Entries taken from a collection:
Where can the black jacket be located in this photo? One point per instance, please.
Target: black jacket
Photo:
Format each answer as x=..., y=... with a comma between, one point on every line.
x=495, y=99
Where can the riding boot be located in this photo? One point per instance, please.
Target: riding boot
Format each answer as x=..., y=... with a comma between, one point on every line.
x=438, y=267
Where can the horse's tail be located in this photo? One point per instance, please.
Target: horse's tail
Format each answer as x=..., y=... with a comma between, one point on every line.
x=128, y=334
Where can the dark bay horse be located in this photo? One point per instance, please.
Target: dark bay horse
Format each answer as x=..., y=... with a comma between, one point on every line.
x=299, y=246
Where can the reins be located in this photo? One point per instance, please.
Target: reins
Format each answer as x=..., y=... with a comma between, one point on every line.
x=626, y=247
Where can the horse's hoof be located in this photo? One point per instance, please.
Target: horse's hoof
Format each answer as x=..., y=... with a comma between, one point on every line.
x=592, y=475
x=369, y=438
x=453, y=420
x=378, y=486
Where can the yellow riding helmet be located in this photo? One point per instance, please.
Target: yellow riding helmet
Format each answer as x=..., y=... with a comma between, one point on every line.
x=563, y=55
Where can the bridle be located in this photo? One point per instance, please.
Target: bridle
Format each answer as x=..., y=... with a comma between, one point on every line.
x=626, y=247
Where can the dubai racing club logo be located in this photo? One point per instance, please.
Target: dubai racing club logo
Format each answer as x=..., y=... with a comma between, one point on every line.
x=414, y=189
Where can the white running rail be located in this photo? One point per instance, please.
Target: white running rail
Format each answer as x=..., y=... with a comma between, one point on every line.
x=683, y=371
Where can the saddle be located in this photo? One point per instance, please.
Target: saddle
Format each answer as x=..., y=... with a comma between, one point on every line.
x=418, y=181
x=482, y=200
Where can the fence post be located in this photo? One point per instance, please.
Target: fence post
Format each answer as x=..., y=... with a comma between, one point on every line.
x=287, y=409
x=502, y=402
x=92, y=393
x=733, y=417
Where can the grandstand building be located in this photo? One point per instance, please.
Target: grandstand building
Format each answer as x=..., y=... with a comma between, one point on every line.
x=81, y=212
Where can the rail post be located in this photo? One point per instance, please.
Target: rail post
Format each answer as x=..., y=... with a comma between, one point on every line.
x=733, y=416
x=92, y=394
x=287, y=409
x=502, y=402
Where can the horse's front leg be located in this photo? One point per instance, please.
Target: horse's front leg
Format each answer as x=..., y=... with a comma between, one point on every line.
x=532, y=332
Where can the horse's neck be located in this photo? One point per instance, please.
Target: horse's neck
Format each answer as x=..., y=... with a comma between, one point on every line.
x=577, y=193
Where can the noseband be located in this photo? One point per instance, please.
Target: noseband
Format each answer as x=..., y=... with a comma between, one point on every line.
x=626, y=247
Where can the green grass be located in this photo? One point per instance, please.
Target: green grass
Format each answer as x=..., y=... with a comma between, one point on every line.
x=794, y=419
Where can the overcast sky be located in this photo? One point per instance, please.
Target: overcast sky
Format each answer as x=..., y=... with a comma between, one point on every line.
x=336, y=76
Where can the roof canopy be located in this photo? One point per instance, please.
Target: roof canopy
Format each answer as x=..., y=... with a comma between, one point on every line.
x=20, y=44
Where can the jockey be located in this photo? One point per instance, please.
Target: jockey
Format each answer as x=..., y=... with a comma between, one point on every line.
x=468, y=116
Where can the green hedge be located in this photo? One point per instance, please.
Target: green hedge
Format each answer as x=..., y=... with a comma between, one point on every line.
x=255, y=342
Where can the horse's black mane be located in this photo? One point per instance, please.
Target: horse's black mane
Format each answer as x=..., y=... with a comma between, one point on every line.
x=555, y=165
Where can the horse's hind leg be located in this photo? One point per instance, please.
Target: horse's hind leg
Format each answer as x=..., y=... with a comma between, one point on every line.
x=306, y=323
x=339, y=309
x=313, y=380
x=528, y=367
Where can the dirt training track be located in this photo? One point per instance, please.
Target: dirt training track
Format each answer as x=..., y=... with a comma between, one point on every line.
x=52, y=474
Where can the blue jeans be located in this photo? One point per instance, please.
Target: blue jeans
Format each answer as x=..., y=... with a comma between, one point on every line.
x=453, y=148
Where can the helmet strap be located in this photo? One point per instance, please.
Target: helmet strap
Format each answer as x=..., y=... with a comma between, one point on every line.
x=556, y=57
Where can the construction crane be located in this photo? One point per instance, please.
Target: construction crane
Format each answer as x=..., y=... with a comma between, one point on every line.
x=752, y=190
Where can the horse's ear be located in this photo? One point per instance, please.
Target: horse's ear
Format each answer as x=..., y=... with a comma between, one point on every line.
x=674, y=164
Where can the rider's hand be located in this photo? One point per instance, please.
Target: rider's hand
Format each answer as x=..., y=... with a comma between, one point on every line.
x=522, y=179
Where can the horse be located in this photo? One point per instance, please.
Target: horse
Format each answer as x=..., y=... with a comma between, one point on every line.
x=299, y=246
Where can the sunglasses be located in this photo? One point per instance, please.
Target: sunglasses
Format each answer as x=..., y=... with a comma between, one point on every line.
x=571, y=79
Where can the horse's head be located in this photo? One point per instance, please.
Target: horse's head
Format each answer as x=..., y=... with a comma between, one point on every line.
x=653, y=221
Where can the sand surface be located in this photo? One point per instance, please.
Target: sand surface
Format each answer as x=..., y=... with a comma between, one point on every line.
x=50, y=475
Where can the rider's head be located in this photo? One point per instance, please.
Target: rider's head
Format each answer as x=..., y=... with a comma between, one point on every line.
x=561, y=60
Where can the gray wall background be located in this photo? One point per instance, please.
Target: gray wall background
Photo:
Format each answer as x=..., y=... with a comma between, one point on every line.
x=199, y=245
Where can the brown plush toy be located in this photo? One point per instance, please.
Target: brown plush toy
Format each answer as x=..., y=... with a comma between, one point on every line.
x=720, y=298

* Exercise prompt:
Render the lines of the listing as a numbered list, omitting blank lines, beginning at the line that contains "Where can the horse's ear" and ending after the line that contains "x=561, y=60".

* Solution for this exercise:
1. Where can the horse's ear be located in this photo? One point per instance, please.
2. Target: horse's ear
3. Format each answer as x=..., y=... with a comma between, one point on every line.
4. x=674, y=164
5. Where can the rider's hand be located in this photo? One point per instance, please.
6. Target: rider's hand
7. Format each answer as x=..., y=... with a comma between, one point on every line.
8. x=522, y=179
9. Where can the horse be located in this photo? One point per instance, please.
10. Target: horse
11. Format each answer as x=..., y=... with a comma between, one point on every line.
12. x=299, y=246
13. Where can the sunglasses be located in this photo? One point per instance, please.
14. Target: sunglasses
15. Format each answer as x=..., y=... with a comma between, one point on every line.
16. x=571, y=79
17. Where can the horse's head be located in this photo? One point per instance, please.
18. Target: horse's head
19. Format each answer as x=..., y=... with a comma between, one point on every line.
20. x=653, y=221
21. Where can the sand surface be located in this photo? One point per instance, please.
22. Target: sand surface
23. Format each answer as x=..., y=... with a comma between, one point on every line.
24. x=50, y=475
25. Where can the rider's head be located in this photo? One point per instance, please.
26. Target: rider's head
27. Format each answer as x=..., y=... with a comma between, one point on every line.
28. x=561, y=60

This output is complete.